◆ BRIEF: Look for "sign" in each line of the entries, and return the matching lines.
------ RECORDS PROVIDED ------
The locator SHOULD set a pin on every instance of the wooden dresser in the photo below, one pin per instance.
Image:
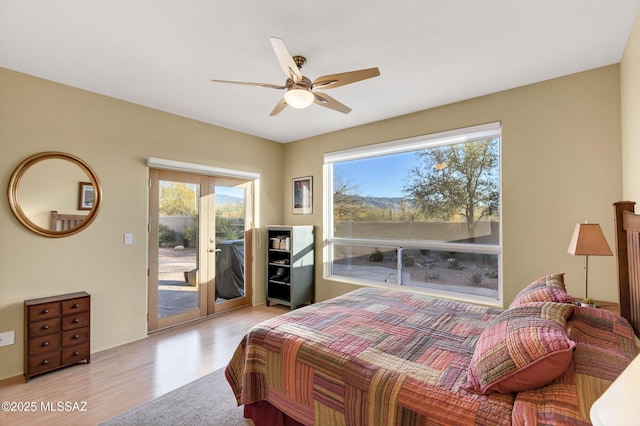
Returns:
(57, 332)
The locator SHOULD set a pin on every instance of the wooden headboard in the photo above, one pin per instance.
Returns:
(628, 257)
(63, 222)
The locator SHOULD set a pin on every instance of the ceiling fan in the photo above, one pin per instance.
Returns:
(299, 89)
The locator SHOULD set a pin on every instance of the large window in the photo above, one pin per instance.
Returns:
(422, 212)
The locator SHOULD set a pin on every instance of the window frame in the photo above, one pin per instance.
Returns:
(468, 134)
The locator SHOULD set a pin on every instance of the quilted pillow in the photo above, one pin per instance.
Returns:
(523, 348)
(549, 288)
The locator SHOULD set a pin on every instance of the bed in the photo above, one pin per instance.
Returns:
(388, 357)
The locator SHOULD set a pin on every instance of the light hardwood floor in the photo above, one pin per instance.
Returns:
(127, 376)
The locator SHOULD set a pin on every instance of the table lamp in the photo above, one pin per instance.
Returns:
(588, 240)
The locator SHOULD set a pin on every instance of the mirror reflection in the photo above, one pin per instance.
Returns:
(54, 194)
(48, 186)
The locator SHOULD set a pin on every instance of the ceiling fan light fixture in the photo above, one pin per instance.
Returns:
(298, 98)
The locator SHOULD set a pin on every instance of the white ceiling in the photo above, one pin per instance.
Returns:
(163, 53)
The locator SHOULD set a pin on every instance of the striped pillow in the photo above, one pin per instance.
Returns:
(549, 288)
(524, 347)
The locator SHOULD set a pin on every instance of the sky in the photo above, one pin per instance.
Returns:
(379, 176)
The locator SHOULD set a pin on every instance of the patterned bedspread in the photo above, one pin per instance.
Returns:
(388, 357)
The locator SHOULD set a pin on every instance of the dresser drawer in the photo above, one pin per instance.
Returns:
(42, 328)
(75, 305)
(57, 332)
(44, 362)
(43, 344)
(75, 354)
(74, 337)
(44, 311)
(70, 322)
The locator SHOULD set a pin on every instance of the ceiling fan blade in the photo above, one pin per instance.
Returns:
(268, 85)
(279, 107)
(329, 102)
(337, 80)
(285, 59)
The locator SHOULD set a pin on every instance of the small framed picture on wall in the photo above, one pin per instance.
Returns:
(85, 196)
(303, 195)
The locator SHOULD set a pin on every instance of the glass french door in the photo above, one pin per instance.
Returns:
(199, 246)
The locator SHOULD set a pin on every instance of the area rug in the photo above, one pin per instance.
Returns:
(206, 401)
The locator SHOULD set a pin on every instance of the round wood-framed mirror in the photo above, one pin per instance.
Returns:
(54, 194)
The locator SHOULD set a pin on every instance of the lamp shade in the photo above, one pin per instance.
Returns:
(588, 240)
(298, 98)
(618, 405)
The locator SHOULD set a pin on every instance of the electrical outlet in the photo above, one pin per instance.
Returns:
(7, 338)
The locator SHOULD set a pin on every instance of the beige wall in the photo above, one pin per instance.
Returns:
(630, 101)
(114, 138)
(561, 155)
(561, 161)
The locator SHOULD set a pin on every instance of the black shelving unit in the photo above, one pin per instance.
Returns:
(290, 265)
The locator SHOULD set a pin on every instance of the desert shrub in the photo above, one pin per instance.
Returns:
(475, 278)
(493, 273)
(454, 264)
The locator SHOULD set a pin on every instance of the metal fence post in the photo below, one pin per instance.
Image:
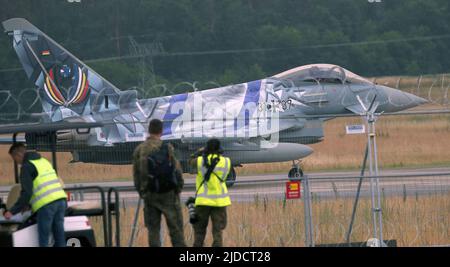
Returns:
(309, 232)
(136, 217)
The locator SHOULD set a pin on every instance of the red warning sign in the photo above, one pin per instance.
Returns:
(293, 190)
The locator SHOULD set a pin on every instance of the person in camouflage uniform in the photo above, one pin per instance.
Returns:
(157, 204)
(217, 212)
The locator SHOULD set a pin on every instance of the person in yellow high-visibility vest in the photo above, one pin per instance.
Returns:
(42, 190)
(212, 193)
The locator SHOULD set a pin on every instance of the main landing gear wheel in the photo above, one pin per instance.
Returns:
(296, 172)
(231, 178)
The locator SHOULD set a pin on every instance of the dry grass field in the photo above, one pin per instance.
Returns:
(403, 141)
(414, 221)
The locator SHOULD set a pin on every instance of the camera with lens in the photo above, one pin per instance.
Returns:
(190, 204)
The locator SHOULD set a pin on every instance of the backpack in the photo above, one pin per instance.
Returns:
(161, 171)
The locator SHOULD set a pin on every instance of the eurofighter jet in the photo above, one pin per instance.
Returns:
(262, 121)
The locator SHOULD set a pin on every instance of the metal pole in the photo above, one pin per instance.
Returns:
(16, 167)
(53, 148)
(311, 225)
(358, 191)
(309, 239)
(372, 193)
(377, 186)
(136, 217)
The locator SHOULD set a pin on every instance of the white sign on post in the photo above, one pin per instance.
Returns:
(355, 129)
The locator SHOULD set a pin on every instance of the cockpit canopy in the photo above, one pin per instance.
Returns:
(322, 73)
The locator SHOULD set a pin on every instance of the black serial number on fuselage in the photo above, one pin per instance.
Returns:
(275, 105)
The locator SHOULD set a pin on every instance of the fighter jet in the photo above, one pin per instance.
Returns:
(268, 120)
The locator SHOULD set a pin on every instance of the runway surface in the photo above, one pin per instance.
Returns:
(324, 185)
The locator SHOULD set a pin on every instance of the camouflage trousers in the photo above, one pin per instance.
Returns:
(219, 222)
(167, 204)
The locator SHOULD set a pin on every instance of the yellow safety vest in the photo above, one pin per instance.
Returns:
(213, 193)
(46, 185)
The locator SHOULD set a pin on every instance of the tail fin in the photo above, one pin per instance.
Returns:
(63, 80)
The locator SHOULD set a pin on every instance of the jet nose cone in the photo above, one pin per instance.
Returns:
(397, 100)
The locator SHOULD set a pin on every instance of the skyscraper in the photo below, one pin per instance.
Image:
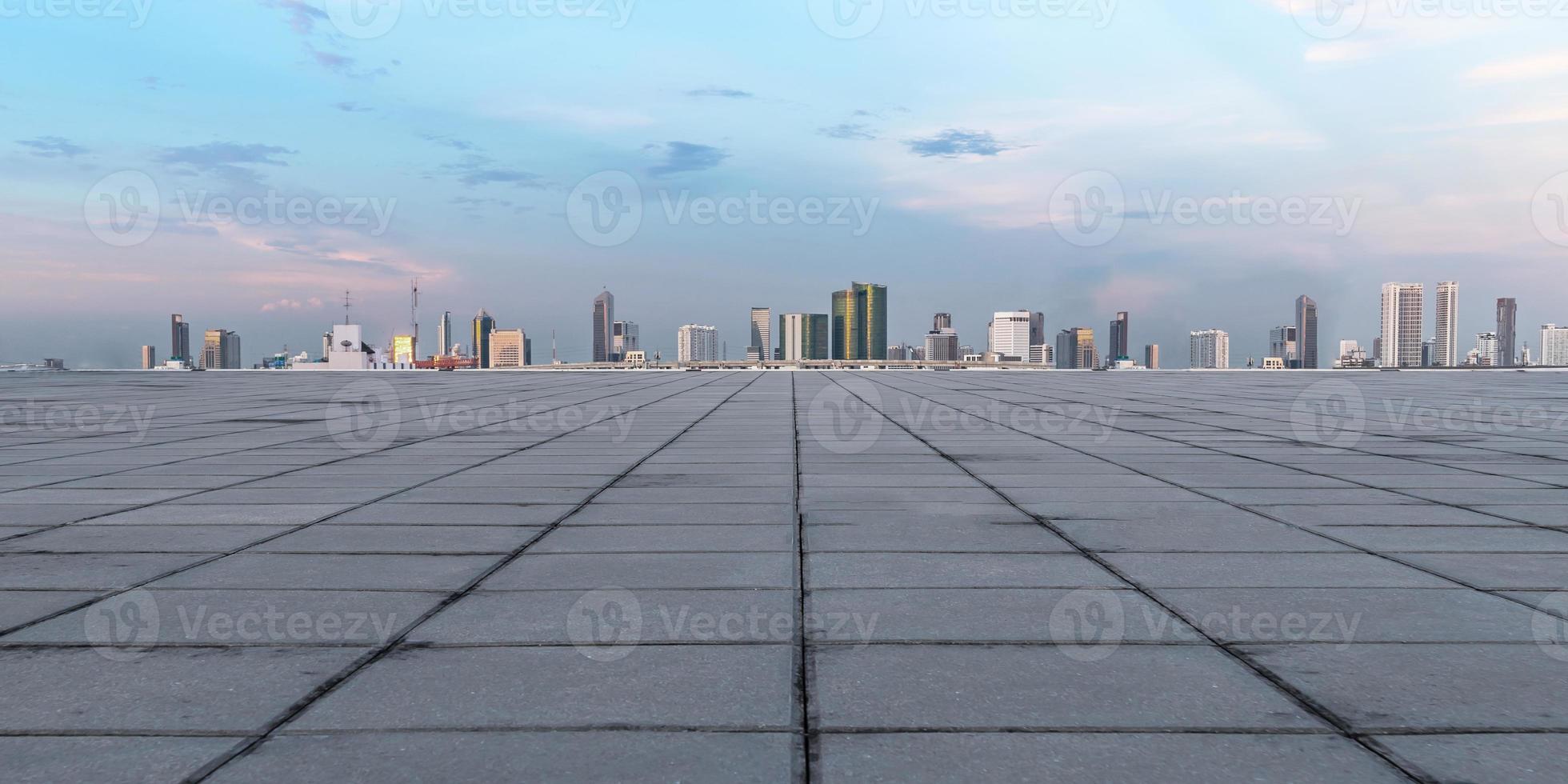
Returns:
(803, 336)
(1402, 313)
(860, 322)
(761, 346)
(1306, 333)
(1118, 339)
(444, 334)
(602, 326)
(697, 344)
(181, 339)
(1507, 320)
(483, 325)
(1446, 349)
(1210, 350)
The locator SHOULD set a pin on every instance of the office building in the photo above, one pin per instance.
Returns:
(761, 346)
(803, 336)
(602, 326)
(1210, 350)
(1010, 331)
(1076, 349)
(1507, 317)
(1305, 333)
(483, 325)
(1118, 339)
(507, 349)
(697, 344)
(181, 339)
(860, 322)
(1446, 347)
(1402, 317)
(1554, 346)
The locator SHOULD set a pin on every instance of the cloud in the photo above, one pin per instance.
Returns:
(712, 91)
(849, 130)
(684, 156)
(52, 148)
(952, 143)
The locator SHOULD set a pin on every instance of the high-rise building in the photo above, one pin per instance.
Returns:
(1283, 346)
(625, 339)
(1446, 349)
(602, 326)
(1305, 333)
(860, 322)
(181, 339)
(1010, 334)
(1507, 320)
(1554, 346)
(220, 350)
(803, 336)
(507, 349)
(1402, 314)
(444, 334)
(697, 344)
(1076, 349)
(483, 325)
(761, 346)
(1118, 339)
(1211, 349)
(1487, 349)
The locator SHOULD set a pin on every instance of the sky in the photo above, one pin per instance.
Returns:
(1198, 165)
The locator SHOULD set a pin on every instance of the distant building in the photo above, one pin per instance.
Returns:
(1507, 322)
(860, 322)
(1305, 333)
(602, 326)
(507, 349)
(483, 325)
(697, 344)
(1210, 350)
(1402, 317)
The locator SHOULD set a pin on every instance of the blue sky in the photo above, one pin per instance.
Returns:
(950, 127)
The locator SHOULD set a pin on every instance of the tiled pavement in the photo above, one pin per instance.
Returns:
(957, 576)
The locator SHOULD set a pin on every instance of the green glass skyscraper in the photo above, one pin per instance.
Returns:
(860, 322)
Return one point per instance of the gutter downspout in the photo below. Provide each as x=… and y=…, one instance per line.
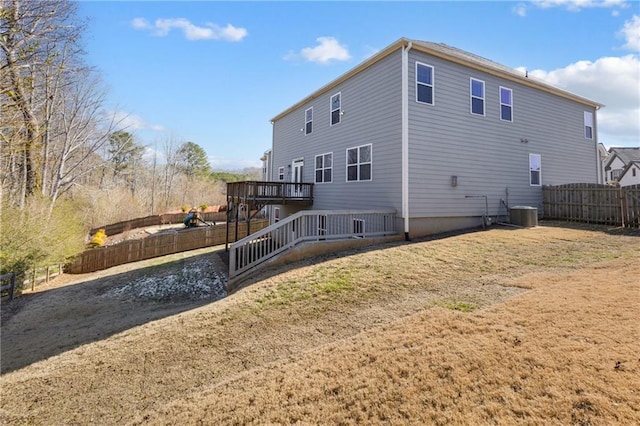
x=405, y=138
x=599, y=162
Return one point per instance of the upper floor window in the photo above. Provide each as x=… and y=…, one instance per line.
x=359, y=163
x=335, y=108
x=477, y=96
x=506, y=104
x=424, y=83
x=324, y=168
x=308, y=121
x=535, y=169
x=588, y=125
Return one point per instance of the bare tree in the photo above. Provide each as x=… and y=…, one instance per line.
x=35, y=35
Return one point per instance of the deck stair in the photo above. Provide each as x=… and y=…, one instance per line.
x=307, y=226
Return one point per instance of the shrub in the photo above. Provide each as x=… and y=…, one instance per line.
x=39, y=235
x=99, y=239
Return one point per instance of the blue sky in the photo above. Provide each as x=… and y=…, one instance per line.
x=215, y=73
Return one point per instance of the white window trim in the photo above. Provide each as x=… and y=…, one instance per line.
x=359, y=223
x=501, y=103
x=471, y=97
x=308, y=121
x=346, y=176
x=323, y=168
x=588, y=123
x=530, y=169
x=432, y=85
x=331, y=109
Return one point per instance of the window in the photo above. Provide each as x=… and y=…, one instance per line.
x=424, y=83
x=506, y=104
x=308, y=121
x=324, y=168
x=588, y=125
x=615, y=174
x=477, y=96
x=359, y=163
x=535, y=169
x=336, y=112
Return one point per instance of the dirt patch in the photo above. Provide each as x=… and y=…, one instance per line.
x=504, y=326
x=75, y=310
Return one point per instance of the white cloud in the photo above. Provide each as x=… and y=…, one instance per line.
x=631, y=33
x=233, y=164
x=132, y=122
x=572, y=5
x=327, y=50
x=210, y=31
x=140, y=24
x=612, y=81
x=577, y=5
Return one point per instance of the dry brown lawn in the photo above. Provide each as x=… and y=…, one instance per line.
x=524, y=326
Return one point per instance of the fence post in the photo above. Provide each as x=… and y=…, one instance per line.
x=13, y=285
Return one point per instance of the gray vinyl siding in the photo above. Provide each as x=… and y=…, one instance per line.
x=371, y=102
x=485, y=153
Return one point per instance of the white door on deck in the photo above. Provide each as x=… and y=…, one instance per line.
x=296, y=177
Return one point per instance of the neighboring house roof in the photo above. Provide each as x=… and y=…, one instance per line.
x=451, y=54
x=628, y=167
x=625, y=154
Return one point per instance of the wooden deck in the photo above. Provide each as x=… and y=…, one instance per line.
x=262, y=193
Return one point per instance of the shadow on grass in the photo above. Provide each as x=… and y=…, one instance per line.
x=271, y=271
x=607, y=229
x=40, y=325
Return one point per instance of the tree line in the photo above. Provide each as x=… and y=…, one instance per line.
x=67, y=163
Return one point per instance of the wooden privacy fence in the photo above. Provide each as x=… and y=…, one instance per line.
x=156, y=245
x=162, y=219
x=8, y=288
x=593, y=203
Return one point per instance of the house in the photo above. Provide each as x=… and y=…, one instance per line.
x=622, y=166
x=444, y=137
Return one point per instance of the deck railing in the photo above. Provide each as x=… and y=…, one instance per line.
x=307, y=226
x=271, y=191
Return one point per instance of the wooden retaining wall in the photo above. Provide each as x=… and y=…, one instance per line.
x=158, y=245
x=161, y=219
x=593, y=203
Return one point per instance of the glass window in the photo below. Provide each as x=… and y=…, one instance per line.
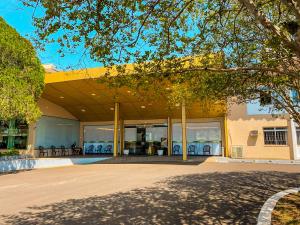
x=176, y=139
x=98, y=139
x=157, y=138
x=265, y=99
x=298, y=135
x=3, y=134
x=275, y=136
x=56, y=131
x=202, y=138
x=14, y=134
x=146, y=139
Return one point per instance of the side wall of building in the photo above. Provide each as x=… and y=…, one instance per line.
x=49, y=110
x=240, y=125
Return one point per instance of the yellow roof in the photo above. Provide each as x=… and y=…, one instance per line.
x=82, y=95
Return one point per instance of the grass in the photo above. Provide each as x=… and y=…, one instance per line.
x=287, y=210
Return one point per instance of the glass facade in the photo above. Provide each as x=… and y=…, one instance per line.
x=13, y=134
x=202, y=139
x=98, y=139
x=298, y=135
x=146, y=139
x=56, y=131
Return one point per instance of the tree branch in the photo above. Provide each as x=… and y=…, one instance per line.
x=264, y=21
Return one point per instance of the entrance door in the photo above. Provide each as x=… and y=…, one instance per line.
x=298, y=143
x=141, y=141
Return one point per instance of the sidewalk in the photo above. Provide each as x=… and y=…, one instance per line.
x=269, y=161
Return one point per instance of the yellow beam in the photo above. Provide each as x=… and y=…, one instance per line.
x=121, y=136
x=169, y=136
x=226, y=150
x=116, y=128
x=183, y=126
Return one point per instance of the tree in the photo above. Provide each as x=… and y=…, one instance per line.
x=21, y=76
x=257, y=44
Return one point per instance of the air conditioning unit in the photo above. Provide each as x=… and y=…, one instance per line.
x=253, y=133
x=237, y=152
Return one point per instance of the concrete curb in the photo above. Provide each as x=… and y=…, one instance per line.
x=26, y=164
x=268, y=161
x=265, y=215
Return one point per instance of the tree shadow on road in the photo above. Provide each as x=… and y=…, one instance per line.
x=211, y=198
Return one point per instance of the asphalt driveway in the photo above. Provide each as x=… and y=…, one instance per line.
x=209, y=193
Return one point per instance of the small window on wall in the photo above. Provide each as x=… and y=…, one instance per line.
x=17, y=130
x=265, y=98
x=298, y=135
x=275, y=136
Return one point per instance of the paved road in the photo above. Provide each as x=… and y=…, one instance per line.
x=209, y=193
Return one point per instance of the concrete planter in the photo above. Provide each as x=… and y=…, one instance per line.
x=160, y=152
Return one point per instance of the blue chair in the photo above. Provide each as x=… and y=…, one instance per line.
x=108, y=149
x=176, y=150
x=90, y=149
x=206, y=149
x=98, y=149
x=54, y=151
x=192, y=149
x=42, y=151
x=64, y=151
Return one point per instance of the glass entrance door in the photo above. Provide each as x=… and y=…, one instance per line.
x=146, y=139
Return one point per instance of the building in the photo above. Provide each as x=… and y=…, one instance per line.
x=78, y=109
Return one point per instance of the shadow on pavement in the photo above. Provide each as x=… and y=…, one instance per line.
x=211, y=198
------
◆ TASK ANSWER:
The locator SHOULD set a pin on every instance of the red warning sign in the photo above, one pin per instance.
The locator SHOULD set a pin on every instance of the white sign on post in the photo above, one pin per instance.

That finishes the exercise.